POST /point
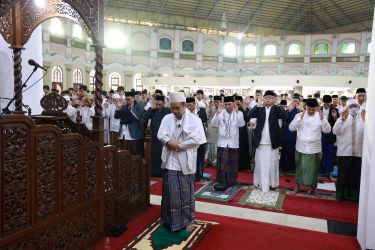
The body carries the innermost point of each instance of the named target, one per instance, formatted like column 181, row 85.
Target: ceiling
column 250, row 16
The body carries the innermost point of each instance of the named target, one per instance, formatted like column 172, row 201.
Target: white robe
column 190, row 136
column 266, row 171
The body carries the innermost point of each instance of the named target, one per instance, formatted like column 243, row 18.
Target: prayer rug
column 208, row 192
column 256, row 198
column 158, row 237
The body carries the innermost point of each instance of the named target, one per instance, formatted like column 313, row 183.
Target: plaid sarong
column 211, row 154
column 177, row 204
column 227, row 165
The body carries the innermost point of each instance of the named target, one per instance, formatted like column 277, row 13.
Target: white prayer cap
column 352, row 102
column 177, row 97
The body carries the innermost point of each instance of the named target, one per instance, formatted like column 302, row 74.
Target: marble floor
column 281, row 219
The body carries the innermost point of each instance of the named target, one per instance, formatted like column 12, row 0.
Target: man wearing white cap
column 114, row 124
column 70, row 110
column 181, row 133
column 349, row 130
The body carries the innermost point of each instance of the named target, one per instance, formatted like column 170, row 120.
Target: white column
column 334, row 49
column 33, row 50
column 199, row 63
column 366, row 218
column 177, row 47
column 307, row 49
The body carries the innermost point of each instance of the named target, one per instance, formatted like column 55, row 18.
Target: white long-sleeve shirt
column 229, row 128
column 349, row 134
column 309, row 132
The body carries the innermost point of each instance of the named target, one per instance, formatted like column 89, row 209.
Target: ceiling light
column 40, row 3
column 223, row 26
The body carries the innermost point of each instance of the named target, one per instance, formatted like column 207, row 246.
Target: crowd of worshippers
column 264, row 133
column 306, row 137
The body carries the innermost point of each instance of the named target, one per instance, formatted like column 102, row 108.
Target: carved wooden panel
column 15, row 178
column 70, row 173
column 91, row 174
column 46, row 175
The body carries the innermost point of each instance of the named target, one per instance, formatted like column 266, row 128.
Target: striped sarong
column 178, row 203
column 227, row 165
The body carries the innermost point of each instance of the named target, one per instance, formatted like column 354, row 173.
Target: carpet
column 255, row 197
column 158, row 237
column 208, row 192
column 239, row 234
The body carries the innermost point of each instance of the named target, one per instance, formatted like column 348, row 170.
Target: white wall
column 33, row 50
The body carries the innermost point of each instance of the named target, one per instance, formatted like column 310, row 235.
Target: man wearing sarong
column 287, row 161
column 328, row 140
column 310, row 124
column 131, row 134
column 244, row 158
column 267, row 140
column 181, row 134
column 156, row 114
column 212, row 132
column 229, row 121
column 349, row 130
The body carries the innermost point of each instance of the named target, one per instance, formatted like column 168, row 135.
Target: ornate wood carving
column 91, row 174
column 70, row 174
column 46, row 175
column 15, row 178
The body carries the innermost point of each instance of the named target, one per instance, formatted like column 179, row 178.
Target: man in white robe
column 349, row 131
column 267, row 140
column 310, row 124
column 181, row 133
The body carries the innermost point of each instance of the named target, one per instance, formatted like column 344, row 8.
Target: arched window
column 77, row 31
column 77, row 77
column 165, row 44
column 230, row 50
column 369, row 48
column 57, row 75
column 92, row 80
column 269, row 50
column 115, row 39
column 347, row 48
column 321, row 49
column 294, row 49
column 114, row 80
column 56, row 26
column 250, row 50
column 187, row 46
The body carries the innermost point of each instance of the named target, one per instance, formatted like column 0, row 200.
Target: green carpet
column 158, row 237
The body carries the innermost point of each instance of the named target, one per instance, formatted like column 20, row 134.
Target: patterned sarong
column 227, row 165
column 177, row 204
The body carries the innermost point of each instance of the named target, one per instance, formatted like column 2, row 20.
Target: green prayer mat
column 208, row 192
column 256, row 198
column 158, row 237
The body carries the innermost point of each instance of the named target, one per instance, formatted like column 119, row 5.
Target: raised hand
column 303, row 114
column 345, row 114
column 321, row 114
column 363, row 114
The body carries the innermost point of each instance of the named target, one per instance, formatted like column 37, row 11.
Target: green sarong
column 307, row 166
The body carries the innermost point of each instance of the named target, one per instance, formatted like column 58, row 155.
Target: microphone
column 35, row 64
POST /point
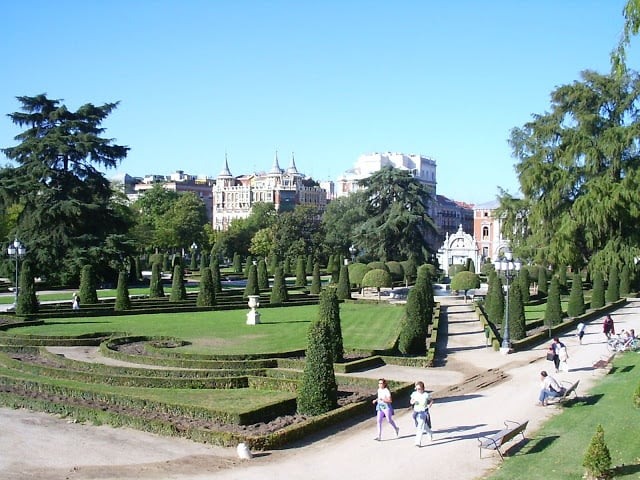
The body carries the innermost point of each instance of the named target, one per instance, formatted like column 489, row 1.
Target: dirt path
column 498, row 387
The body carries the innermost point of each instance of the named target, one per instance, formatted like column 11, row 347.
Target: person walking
column 608, row 327
column 384, row 408
column 421, row 401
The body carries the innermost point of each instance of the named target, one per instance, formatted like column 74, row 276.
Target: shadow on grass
column 626, row 470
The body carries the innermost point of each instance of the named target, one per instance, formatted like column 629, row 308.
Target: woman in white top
column 384, row 408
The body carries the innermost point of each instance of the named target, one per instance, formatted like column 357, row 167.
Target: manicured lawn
column 557, row 450
column 364, row 327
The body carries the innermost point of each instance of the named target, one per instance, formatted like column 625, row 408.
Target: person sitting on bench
column 550, row 388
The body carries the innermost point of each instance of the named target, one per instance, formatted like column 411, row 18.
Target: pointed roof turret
column 292, row 168
column 225, row 173
column 275, row 168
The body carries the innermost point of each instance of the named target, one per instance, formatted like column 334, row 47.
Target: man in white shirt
column 550, row 388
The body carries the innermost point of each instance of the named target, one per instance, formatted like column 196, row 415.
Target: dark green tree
column 316, row 286
column 178, row 290
column 88, row 293
column 27, row 299
column 263, row 276
column 301, row 274
column 156, row 290
column 318, row 392
column 123, row 302
column 397, row 223
column 69, row 216
column 612, row 294
column 279, row 290
column 517, row 322
column 553, row 310
column 597, row 290
column 206, row 293
column 252, row 287
column 343, row 289
column 329, row 312
column 625, row 281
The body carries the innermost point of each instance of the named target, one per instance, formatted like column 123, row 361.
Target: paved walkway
column 463, row 410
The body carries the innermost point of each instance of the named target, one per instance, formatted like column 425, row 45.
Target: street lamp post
column 16, row 250
column 509, row 268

_Assignment_
Set down all the entries above verbatim, and include none of the pictures.

_Answer below_
POST /point
The body carries the innermost point of each instance of the named target, one per instance, formatted like column 181, row 85.
Target: ceiling
column 250, row 16
The body carries the innermost point of each instance of the named target, one per instance, formatted like column 172, row 201.
Target: white robe
column 190, row 136
column 266, row 171
The body carries the innermost point of each instance of the named target, one per instance, formatted like column 243, row 18.
Target: prayer rug
column 208, row 192
column 256, row 198
column 158, row 237
The body carries the innermost point of each instance of the named target, one per instance, formatted like column 313, row 183.
Target: plaid sarong
column 211, row 154
column 177, row 204
column 227, row 165
The body carries the innermost point of each instance of the named target, one per instance, formatted like column 277, row 13.
Target: white prayer cap
column 352, row 102
column 177, row 97
The body carries the innermost point of each instance of the named target, one per instance, formatted like column 302, row 74.
Target: marble floor
column 281, row 219
The body carries the innermost point of each instance of the named target, one per instance, formatted like column 12, row 0.
Target: man wearing white cap
column 114, row 124
column 70, row 110
column 181, row 133
column 349, row 130
The body carries the innermost point of each instance of the named target, one per instance, formatted like column 170, row 120.
Target: white column
column 334, row 49
column 33, row 50
column 199, row 63
column 366, row 218
column 177, row 47
column 307, row 49
The body carries the innermost point of each instance of the named target, one per instance, formatted like column 55, row 18.
Target: white long-sleeve shirt
column 229, row 128
column 349, row 134
column 309, row 132
The body carries the innermost point of each instance of the named target, one per instance, formatted like column 89, row 209.
Target: ceiling light
column 40, row 3
column 223, row 26
The body carries the innermost point of each instance of the named target, one per instance, formatted like column 207, row 246.
Target: crowd of worshippers
column 264, row 133
column 306, row 137
The body carries the innermost point of each instance of the named target, one per instance, formatted like column 102, row 108.
Target: carved wooden panel
column 15, row 178
column 70, row 173
column 91, row 174
column 46, row 175
The body carries the innermost point of each instance of the named target, one per instance, formatted like column 266, row 128.
Target: striped sarong
column 178, row 203
column 227, row 165
The body carries the innermost point of each instance of the named target, one per instance, formatted like column 354, row 173.
Target: carpet
column 255, row 197
column 158, row 237
column 208, row 192
column 239, row 234
The body carries the innermost point of each instance of the named target, one per instance, formatted like column 348, row 170.
Target: white wall
column 33, row 50
The body carries the innermost point of each instance of the named target, one per instance, formatted like column 310, row 235.
Target: man wearing sarong
column 287, row 161
column 328, row 140
column 310, row 124
column 131, row 134
column 244, row 158
column 267, row 140
column 181, row 134
column 156, row 114
column 212, row 132
column 229, row 121
column 349, row 130
The body carries the innermost point of each instance of the named target, one per instance, formatted like column 168, row 135.
Target: ornate wood carving
column 91, row 174
column 70, row 174
column 46, row 175
column 15, row 178
The body carries the innermost point of each instance of the named target, one per instance, formatted like column 179, row 178.
Target: man in white robe
column 349, row 131
column 267, row 140
column 310, row 124
column 181, row 133
The body carries the innermost point of each instance of the named target, one per instance, formatted like column 344, row 8.
Target: arched window
column 77, row 31
column 77, row 77
column 165, row 44
column 230, row 50
column 369, row 48
column 57, row 75
column 92, row 80
column 269, row 50
column 115, row 39
column 347, row 48
column 321, row 49
column 294, row 49
column 114, row 80
column 56, row 26
column 250, row 50
column 187, row 46
The body carries the innermost point of each instance of the named target, one per instance, formatted like column 0, row 200.
Target: green carpet
column 158, row 237
The body carries the innermost point of each instance of the named target, one per instance, formatted like column 20, row 134.
Target: patterned sarong
column 227, row 165
column 177, row 204
The body carries the innermost point of each instance of the named target, one per instance, formatted like column 2, row 20.
Target: green prayer mat
column 208, row 192
column 256, row 198
column 158, row 237
The body carries the innermost point of each instance of the named target, one per instance, formatted like column 119, row 5.
Target: raised hand
column 303, row 114
column 345, row 114
column 321, row 114
column 363, row 114
The body carries the innermost point of each instance of the named target, one per instance, formatted like column 37, row 11.
Target: green sarong
column 307, row 166
The body carries the innermost point of each instance of the named target, one per instance, formatted like column 58, row 155.
Target: microphone
column 35, row 64
POST /point
The body carries the innermost point of each instance of the named target, one per instance, formatted like column 489, row 1.
Target: dirt path
column 498, row 387
The body carries the innermost point of each instance of the named target, one per instance, formatted like column 11, row 347.
Target: person walking
column 608, row 327
column 384, row 408
column 421, row 401
The body carries the innermost point of each instance of the named target, one per instance, formatted like column 74, row 276.
Target: shadow on grass
column 626, row 470
The body carries the innermost point of each instance of the named target, one per instance, formatted like column 629, row 308.
Target: woman in white top
column 384, row 408
The body carries the innermost point of each instance of the named target, one per instance, formatted like column 357, row 167.
Target: manicured lawn
column 557, row 450
column 364, row 327
The body carries the innermost point of each instance of the named target, one per instance, formatted like column 625, row 408.
Target: person sitting on bench
column 550, row 388
The body carries the innermost point of each instance of the named target, one per instance, formatted like column 411, row 18.
Target: pointed roof turret
column 292, row 168
column 225, row 173
column 275, row 168
The body carries the innermost point of each instance of the named target, one per instance, formatted like column 334, row 47.
Target: man in white shirt
column 550, row 388
The body carries the innermost point of each instance of the named target, one per instance, formatted like column 196, row 415.
Target: dark green tree
column 316, row 286
column 178, row 290
column 88, row 293
column 27, row 299
column 263, row 276
column 301, row 274
column 156, row 290
column 318, row 392
column 123, row 302
column 397, row 223
column 69, row 216
column 612, row 294
column 279, row 290
column 517, row 322
column 553, row 310
column 597, row 290
column 206, row 293
column 252, row 287
column 343, row 289
column 329, row 312
column 625, row 281
The body carries the innermost point of each instance of the named target, one per instance, formatted like column 123, row 361.
Target: paved walkway
column 463, row 410
The body carries the innermost point of each instance of the named target, one per instance, formatted like column 425, row 45.
Target: street lamp post
column 16, row 250
column 509, row 268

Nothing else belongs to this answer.